*About this exercise*:
Look through the data below for the string "given", and copy every line where it turns up.

*Source records*:
+===+
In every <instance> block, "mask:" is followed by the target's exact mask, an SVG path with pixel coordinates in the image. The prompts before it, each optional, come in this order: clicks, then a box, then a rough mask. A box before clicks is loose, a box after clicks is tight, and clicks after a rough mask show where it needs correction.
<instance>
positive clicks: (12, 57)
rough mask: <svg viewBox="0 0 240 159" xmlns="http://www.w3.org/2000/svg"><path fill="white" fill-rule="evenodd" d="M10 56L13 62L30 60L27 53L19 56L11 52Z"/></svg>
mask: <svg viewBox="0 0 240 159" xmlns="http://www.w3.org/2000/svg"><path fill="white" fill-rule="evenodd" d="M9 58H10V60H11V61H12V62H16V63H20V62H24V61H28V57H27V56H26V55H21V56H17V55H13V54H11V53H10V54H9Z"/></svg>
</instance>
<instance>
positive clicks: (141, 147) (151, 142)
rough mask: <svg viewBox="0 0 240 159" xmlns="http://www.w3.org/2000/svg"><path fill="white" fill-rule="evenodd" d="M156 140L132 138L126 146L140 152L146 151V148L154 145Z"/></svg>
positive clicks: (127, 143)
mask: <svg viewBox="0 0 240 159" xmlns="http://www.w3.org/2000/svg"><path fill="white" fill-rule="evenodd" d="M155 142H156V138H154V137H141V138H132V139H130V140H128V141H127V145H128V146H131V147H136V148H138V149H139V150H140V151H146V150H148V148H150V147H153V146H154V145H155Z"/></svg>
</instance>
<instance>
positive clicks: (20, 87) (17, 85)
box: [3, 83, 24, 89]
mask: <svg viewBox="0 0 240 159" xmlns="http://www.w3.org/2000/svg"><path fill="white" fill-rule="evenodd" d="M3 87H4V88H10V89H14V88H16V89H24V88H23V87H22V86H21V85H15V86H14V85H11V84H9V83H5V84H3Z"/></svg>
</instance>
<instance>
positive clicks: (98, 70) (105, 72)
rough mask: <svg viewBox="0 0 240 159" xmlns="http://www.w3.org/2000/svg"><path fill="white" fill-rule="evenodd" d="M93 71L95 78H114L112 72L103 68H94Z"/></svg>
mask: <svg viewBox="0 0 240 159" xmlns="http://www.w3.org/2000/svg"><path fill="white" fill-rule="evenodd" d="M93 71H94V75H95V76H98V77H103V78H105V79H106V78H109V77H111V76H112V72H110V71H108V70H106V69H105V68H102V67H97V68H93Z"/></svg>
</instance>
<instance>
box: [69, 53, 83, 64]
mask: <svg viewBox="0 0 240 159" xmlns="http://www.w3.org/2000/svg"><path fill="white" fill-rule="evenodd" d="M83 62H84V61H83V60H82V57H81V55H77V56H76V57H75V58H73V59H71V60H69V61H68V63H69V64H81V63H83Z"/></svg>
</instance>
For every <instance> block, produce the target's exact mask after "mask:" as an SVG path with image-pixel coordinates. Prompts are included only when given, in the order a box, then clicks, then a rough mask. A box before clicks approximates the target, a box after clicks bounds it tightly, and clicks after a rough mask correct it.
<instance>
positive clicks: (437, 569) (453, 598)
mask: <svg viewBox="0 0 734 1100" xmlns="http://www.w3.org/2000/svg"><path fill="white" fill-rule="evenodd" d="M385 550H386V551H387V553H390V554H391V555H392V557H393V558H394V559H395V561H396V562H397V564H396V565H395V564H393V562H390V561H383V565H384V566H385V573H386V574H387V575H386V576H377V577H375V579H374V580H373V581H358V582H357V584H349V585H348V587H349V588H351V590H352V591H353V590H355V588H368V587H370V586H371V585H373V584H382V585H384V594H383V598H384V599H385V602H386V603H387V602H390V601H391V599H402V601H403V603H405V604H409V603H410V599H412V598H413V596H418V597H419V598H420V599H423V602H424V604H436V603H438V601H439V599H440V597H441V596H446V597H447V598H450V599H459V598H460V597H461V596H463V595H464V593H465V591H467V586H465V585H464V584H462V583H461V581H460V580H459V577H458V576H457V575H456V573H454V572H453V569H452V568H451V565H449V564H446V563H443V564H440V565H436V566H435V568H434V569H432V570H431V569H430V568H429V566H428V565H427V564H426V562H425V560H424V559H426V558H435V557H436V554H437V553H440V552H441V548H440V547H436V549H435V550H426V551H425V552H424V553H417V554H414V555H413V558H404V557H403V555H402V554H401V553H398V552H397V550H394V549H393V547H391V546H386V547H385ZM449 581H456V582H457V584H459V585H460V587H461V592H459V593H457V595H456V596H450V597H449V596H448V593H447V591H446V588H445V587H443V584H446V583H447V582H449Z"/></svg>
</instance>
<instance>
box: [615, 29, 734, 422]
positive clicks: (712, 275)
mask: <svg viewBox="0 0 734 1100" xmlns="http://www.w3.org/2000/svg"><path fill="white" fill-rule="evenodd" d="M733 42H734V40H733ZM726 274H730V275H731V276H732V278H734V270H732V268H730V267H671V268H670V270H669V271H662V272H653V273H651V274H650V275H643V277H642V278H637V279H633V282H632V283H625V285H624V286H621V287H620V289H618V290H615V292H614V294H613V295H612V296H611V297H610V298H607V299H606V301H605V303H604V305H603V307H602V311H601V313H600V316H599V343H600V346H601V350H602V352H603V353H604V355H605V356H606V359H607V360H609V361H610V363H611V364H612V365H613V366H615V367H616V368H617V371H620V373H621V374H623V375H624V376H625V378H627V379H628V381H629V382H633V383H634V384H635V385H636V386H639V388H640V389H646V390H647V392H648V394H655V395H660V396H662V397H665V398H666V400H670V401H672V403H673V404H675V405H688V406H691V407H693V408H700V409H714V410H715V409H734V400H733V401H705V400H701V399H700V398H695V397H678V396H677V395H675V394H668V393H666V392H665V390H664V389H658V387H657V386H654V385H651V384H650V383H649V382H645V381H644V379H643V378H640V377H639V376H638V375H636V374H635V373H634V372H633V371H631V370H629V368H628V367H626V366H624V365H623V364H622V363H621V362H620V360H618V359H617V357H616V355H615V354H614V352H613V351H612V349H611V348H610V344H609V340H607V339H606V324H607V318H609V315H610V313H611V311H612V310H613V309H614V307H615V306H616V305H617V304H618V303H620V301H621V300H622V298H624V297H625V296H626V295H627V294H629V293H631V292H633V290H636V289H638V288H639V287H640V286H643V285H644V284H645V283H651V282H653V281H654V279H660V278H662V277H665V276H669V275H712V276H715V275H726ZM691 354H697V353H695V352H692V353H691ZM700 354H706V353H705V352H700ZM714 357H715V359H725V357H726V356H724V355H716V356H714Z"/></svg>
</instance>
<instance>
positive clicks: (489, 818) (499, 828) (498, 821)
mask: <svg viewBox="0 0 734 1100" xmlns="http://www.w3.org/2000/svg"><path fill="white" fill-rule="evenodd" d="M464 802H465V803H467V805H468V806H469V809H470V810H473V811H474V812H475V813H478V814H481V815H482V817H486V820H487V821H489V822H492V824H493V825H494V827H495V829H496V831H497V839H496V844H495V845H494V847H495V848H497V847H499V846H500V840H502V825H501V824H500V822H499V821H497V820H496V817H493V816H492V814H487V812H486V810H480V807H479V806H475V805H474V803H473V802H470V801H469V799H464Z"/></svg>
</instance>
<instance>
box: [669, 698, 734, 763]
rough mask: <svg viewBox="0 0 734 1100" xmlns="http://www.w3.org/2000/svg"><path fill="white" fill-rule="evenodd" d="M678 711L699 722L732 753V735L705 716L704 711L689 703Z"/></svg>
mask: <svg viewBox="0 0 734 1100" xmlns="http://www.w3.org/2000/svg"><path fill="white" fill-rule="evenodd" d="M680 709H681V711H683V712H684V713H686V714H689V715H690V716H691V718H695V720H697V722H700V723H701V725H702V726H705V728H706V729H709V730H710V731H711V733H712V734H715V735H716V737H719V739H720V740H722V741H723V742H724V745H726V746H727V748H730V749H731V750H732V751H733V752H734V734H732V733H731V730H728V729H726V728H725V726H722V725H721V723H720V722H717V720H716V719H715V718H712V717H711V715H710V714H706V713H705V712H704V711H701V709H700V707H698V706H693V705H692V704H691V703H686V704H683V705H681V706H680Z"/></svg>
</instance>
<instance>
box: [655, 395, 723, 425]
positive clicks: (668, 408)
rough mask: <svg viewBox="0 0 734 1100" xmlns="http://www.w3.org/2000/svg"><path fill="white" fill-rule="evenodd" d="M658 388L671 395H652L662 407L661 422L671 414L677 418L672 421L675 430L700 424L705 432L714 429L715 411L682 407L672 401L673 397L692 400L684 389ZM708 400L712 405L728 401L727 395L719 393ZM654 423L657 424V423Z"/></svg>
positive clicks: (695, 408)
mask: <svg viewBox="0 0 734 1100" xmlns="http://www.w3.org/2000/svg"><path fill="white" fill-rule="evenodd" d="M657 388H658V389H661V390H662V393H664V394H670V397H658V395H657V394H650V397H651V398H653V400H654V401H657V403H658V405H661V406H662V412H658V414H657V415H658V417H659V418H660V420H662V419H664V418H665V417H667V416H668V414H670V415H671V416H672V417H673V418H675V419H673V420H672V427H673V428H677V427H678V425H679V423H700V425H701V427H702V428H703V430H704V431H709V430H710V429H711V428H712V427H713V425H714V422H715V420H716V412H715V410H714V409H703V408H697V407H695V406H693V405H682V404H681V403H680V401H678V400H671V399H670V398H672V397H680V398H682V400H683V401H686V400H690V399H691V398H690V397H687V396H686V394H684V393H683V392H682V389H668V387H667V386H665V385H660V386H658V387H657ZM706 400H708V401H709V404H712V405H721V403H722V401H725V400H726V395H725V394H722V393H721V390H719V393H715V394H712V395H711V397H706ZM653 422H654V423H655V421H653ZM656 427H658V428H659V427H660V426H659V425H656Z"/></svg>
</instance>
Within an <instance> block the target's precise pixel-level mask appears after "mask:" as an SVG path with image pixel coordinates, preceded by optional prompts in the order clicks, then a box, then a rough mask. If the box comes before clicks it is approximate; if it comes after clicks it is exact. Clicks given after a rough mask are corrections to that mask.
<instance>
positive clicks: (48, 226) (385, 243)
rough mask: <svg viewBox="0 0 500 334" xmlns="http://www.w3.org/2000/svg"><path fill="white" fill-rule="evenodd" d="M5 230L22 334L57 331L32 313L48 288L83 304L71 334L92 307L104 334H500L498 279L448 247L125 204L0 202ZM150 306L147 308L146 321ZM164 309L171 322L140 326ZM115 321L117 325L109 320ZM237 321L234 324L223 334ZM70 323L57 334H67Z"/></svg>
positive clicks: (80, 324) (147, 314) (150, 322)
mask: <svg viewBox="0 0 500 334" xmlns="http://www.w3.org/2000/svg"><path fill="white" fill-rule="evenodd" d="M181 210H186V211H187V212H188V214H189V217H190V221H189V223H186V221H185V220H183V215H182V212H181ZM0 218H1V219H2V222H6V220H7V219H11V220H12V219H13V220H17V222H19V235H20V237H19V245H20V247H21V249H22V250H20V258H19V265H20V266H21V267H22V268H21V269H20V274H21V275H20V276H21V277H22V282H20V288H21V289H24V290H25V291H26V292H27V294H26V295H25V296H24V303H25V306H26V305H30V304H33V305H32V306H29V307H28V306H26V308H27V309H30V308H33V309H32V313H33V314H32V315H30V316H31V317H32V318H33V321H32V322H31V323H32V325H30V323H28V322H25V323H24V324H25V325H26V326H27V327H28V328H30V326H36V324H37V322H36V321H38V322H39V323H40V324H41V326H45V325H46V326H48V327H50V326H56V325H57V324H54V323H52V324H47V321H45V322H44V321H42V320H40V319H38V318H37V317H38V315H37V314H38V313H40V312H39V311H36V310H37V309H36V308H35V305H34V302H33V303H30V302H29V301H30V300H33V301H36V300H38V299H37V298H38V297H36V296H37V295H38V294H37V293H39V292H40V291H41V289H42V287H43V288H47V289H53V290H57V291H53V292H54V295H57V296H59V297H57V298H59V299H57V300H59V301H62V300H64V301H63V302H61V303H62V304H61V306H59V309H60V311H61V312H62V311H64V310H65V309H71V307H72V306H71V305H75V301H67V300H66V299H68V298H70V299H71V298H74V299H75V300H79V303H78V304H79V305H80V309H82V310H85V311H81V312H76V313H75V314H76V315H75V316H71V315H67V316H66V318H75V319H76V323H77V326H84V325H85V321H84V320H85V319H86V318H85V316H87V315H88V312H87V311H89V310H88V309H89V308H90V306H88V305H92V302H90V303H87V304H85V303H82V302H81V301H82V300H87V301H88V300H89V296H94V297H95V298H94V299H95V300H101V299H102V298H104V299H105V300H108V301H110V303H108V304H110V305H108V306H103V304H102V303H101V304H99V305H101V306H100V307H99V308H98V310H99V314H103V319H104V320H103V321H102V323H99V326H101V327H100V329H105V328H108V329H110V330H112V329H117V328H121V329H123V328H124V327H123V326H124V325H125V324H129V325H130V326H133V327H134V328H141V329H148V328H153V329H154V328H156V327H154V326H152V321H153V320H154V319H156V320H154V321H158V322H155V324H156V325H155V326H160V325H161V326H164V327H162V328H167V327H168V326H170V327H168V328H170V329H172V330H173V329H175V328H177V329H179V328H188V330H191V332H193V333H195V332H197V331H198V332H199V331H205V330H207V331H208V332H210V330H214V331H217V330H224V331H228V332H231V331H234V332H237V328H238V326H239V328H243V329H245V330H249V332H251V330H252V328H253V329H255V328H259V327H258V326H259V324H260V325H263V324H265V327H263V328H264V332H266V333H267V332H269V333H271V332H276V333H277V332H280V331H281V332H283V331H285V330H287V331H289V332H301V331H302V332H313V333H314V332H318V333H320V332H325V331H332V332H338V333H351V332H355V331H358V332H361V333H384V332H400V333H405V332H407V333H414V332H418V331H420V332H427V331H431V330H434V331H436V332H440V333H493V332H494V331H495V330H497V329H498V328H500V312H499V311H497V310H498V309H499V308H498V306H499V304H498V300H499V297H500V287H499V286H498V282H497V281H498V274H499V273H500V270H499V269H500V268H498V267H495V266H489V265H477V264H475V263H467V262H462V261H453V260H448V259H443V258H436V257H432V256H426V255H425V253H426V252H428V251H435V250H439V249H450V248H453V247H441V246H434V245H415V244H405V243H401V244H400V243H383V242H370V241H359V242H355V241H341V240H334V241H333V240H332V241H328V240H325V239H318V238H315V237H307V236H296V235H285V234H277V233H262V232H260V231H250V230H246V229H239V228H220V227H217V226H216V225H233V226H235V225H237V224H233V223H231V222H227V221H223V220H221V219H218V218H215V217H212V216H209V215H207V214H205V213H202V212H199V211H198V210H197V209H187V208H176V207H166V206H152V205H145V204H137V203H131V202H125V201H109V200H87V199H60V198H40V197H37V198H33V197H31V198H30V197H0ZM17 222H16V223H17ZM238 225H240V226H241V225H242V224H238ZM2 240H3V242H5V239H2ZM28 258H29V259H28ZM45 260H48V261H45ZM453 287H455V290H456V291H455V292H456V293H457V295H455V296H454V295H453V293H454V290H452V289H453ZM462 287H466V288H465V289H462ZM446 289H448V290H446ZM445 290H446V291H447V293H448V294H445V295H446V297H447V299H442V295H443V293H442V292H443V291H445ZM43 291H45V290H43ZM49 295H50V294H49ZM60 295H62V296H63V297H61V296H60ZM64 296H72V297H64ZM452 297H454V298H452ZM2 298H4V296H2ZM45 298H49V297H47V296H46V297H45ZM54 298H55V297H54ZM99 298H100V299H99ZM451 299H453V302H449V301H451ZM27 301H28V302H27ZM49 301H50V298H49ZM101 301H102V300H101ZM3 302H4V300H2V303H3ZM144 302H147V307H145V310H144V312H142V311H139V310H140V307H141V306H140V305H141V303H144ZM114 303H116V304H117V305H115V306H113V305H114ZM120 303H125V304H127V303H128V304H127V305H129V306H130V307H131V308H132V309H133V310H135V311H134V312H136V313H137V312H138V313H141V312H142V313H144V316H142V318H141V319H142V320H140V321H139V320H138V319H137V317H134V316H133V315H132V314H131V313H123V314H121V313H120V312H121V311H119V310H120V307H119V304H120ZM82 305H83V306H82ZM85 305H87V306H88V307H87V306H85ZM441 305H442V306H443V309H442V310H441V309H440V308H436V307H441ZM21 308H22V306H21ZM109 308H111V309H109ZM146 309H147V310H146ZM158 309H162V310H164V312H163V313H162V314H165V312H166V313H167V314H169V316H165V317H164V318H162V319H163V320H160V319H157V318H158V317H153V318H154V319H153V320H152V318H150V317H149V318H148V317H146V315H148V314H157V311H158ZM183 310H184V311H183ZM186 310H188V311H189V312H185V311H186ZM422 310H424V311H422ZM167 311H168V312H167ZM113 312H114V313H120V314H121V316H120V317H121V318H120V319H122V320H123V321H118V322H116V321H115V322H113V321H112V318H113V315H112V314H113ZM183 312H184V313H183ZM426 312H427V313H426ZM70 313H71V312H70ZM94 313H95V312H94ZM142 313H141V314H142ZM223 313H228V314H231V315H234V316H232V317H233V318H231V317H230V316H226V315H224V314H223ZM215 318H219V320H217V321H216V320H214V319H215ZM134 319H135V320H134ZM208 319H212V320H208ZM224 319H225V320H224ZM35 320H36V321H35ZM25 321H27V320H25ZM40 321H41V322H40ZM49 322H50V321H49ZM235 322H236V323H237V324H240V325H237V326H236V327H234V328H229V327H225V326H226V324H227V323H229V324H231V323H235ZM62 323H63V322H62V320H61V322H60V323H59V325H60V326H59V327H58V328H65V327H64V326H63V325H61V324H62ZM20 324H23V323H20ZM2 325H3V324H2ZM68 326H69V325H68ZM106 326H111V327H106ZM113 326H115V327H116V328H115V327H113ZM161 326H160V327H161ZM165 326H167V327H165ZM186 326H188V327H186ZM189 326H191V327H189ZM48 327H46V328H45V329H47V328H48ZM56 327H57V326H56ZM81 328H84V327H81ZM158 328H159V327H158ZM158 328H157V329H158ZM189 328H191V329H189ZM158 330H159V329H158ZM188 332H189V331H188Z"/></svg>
+===+
*Response to the exercise*:
For every <instance> block, produce the target's exact mask after "mask:" as an SVG path with image-pixel coordinates. Prompts are included only when given, in the order a box, then clicks, then a rough mask. A box before clicks approximates the target, a box after clicks bounds it tightly, and clicks after a rough mask correct it.
Within an <instance> block the target's precise pixel-level mask appears after "mask:" as an SVG path with image pixel coordinates, preceded by optional prompts in the order clicks, then a box, then a rough mask. If the box comes before clicks it is approximate; if it comes after clicks it is exact. Clicks given after a rough mask are corrections to that mask.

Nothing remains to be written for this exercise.